Questions:
A - In the article about rescue search dogs, how long did it take Hayden to find Dallas fire Capt. Laurel Pitman in the pile of concrete blocks?
B - Write the next part of the article about rescue search dogs, starting after its last sentence.

Excerpted text:
Segment Open

Search Dogs are Ready to Rescue
Bret Patterson and his dog, Hayden, go through a three-hour training session last week in Dallas. In one exercise, Hayden found the "victim" in eight seconds.
Fort Worth Star Telegram via YellowBrix
March 31, 2010
DALLAS — The challenge for Hayden was to find Dallas fire Capt. Laurel Pitman in a pile of concrete blocks as smoke filled the air and strong winds blew.
When his handler let him go, the 2-year-old Labrador-Chesapeake Bay retriever made just one circle around the debris.
It took him eight seconds to sniff out Pitman.
“Oh, he works so fast,” said his handler, Bret Patterson, one recent morning at the Dallas Fire & Rescue Training Academy. “He will work his heart out to find someone.”
That’s the goal for Hayden and three other dogs in the new Texas Task Force 2 Urban Search & Rescue team. Once the dogs are certified by the Federal Emergency Management Agency — perhaps in the next few months — the search team will join the 12 existing Texas disaster search teams to find people anywhere.
The National Disaster Search Dog Foundation donated the dogs in January to Cook Children’s Medical Center in Fort Worth and the Dallas and McKinney fire departments. The dogs themselves were rescued from animal shelters. Hayden has a scar over his muzzle, possibly because a previous owner wired it shut.
Hayden and Patterson are one of the few teams in the state to represent a hospital. Patterson, 39, is a paramedic.
“I had been looking to do something outside of the emergency room, and this opportunity came up,” he said.

Segment Closed

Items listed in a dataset
Segment Open

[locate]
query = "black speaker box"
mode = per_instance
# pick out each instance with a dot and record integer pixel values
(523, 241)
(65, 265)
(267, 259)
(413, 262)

Segment Closed

Results for the exercise:
A - Eight seconds.

B -
The team also includes Pitman and her dog, Sonic; Dallas fire Lt. Patti Krafft and Hula; and McKinney firefighter/paramedic Keri Grant and Tucker.
Better than any technology
The nonprofit search dog foundation was founded in 1996 to strengthen emergency response by providing and training search dogs for free, mostly to fire departments. It has 70 active teams that have worked at 67 disasters, including 9-11 and Hurricane Katrina, according to the foundation.
Seven teams were deployed to Haiti after the January earthquake; the dogs found 10 people trapped in the rubble.
“Texas is prone to tornadoes and hurricanes, and no technology can match a dog’s ability and a firefighter’s skill in finding people caught” by a storm, said Debra Tosch, the foundation’s executive director, in a statement. “Thanks to an extraordinary sense of smell and ability to safely navigate shifting, uneven terrain, a dog can find survivors faster and more safely than any other tool in the first responder’s toolbox.”
The foundation trained Hayden and other dogs for eight months. As a group, the team now trains three to four days a month. The handlers each try to work their dogs on their own every day.
“The hardest part of this has been getting to know each other,” Patterson said. “He’s trying to figure out what I know, and I’m trying to figure out what he knows.”
The new team will continue training for several months until they are certified.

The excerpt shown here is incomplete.